*** EXERCISE DATA

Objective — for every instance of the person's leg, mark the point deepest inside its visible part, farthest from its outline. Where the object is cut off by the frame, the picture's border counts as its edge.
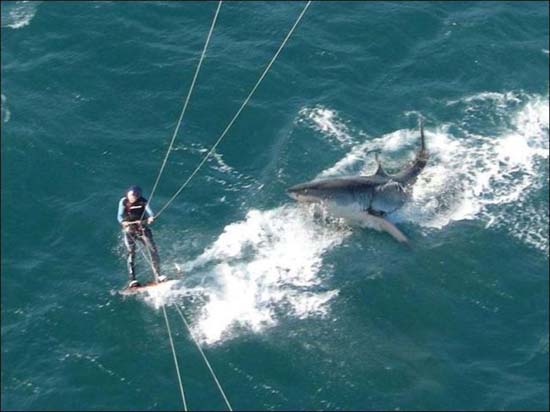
(147, 238)
(130, 243)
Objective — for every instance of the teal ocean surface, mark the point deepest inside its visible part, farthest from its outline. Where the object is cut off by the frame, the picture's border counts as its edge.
(295, 310)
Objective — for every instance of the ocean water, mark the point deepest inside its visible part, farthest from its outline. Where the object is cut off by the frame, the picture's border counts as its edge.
(294, 309)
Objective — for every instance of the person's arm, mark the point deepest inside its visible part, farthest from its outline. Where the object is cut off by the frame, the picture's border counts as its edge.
(120, 214)
(150, 214)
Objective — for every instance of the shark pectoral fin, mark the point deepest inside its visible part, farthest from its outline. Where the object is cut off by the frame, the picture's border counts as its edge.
(389, 227)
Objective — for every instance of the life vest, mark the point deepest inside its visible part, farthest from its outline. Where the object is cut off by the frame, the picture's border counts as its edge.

******

→ **EXERCISE OBJECTIVE**:
Restate every entry above word for word; no picture belongs in the copy.

→ **RESULT FOR THIS EXERCISE**:
Objective — for every instance of the person's leg, mark the point deepest inside its visible part, farthest from its outline. Where the object is cut off by the frame, the picture's border counts as its edge.
(147, 238)
(130, 243)
Objective — for every instance of the teal ocean surface, mark the point deepest inside its visible part, farthest from its outline. Where the object is cut off by the frame, the picture's border counts as its edge.
(295, 310)
Objective — for every instance of the ocean water, mark the point deepest inside its visible part, farthest from its outline. Where the object is cut off by the frame, the picture's border counts as its edge.
(294, 309)
Objective — for every instance of the person's arm, mark the point deepest inside its visible part, farthest from its outline. Where the object is cut off by the frame, the picture's border counts as its edge.
(120, 214)
(150, 214)
Objective — for every instance of the shark pectoral fin, mark the point deepest inside its visible part, farthest from its outline. Where the object is cut off by the frame, the picture's border counts as its edge.
(389, 227)
Objective — for every instance of the life vest, mark the point deepest inside its visible part, farthest from its outline. Where the object is cut off by the frame, the picture's border counts as its edge.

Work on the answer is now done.